Dan Bergeron: (603) 271-2461
Jay Martin: (603) 271-3211
December 21, 2019
CONCORD, NH – As winter officially arrives in the Granite State, people may be noticing that deer have changed their activity patterns, and that more numerous and larger groups of deer are being observed. New Hampshire Fish and Game Department Deer Biologist Dan Bergeron offers a strong warning to anyone thinking about feeding deer.
“Although you may feel bad for deer and want to help, the Fish and Game Department would like to remind the public to please not feed deer,” says Bergeron.
Sound scientific reasons exist to support this advice.
The deer are okay, even in the winter. Deer have developed several adaptations to survive severe winters and therefore do not require supplemental food. Deer have a highly insulative winter coat to keep them warm, they can store large amounts of body fat to use as energy reserves, they will intuitively reduce their food intake and daily activity to conserve energy, and, most importantly, they migrate to specialized habitats known as deer yards.
Since over 80% of the state’s forestland is privately owned, much of the Department’s management of this critical habitat is done through cooperative agreements with landowners. Feeding deer puts these management efforts at risk by drawing deer out of their wintering habitat and removing the incentive for private landowners to conserve and manage deer yards on their property. It’s difficult to convince a landowner to expend money and resources managing a deer yard if all the deer have been drawn out to supplemental feeding sites. Conservation and management of natural winter habitat is the key to long-term survival of deer in the state, not the placement of human-provided food sources.
-- -- --
**Set of tasks**
A. In the deer-feeding release, what portion of New Hampshire's forestland is privately owned?
B. From the deer-feeding release, reproduce the text starting at "Sound scientific reasons" and ending at "as deer yards.".
-- -- --
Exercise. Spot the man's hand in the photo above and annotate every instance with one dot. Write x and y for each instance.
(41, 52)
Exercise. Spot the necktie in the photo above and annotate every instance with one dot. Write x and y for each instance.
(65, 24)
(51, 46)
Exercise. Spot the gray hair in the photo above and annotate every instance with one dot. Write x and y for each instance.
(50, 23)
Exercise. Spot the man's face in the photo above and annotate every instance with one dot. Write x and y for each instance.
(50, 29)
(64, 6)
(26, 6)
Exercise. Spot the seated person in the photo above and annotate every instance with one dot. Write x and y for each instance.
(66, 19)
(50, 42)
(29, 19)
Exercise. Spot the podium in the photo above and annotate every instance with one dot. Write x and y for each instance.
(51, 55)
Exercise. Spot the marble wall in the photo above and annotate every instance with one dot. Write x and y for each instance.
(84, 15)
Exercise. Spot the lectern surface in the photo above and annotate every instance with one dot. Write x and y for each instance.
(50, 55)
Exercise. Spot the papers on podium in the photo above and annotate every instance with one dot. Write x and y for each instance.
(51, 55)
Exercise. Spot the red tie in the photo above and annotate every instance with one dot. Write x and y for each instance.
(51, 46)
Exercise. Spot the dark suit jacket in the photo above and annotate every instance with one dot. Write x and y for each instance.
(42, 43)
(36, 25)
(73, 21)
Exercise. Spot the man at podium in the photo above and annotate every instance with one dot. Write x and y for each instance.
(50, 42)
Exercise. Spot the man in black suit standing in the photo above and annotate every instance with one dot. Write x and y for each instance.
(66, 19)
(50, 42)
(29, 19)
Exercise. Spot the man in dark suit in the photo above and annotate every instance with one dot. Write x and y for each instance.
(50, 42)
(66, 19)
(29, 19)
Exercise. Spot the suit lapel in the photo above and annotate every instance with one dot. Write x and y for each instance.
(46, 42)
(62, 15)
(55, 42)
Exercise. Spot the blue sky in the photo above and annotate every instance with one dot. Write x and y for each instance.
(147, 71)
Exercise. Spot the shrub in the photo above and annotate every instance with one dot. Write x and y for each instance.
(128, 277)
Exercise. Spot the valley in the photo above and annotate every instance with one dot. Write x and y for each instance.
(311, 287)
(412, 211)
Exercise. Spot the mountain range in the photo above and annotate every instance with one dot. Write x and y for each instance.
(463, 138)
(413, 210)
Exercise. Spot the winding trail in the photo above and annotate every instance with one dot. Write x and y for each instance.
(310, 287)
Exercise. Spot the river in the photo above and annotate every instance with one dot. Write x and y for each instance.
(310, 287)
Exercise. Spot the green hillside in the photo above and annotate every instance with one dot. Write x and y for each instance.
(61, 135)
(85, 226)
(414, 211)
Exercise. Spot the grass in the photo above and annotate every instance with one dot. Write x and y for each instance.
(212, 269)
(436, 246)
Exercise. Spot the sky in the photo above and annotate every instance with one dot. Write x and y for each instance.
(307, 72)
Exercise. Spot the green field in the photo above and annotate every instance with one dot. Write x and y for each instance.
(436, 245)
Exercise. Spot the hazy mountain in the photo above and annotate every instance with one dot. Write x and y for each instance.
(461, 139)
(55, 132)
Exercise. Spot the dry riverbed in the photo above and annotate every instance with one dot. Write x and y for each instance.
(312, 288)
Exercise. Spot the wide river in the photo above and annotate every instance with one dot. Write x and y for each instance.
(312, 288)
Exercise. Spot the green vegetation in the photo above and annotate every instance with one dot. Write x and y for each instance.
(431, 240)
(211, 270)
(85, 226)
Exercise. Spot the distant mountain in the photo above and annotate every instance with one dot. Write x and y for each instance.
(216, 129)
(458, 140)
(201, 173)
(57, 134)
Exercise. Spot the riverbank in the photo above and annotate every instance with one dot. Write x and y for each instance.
-- -- --
**Outputs by task**
A. Over 80%.

B.
Sound scientific reasons exist to support this advice.
The deer are okay, even in the winter. Deer have developed several adaptations to survive severe winters and therefore do not require supplemental food. Deer have a highly insulative winter coat to keep them warm, they can store large amounts of body fat to use as energy reserves, they will intuitively reduce their food intake and daily activity to conserve energy, and, most importantly, they migrate to specialized habitats known as deer yards.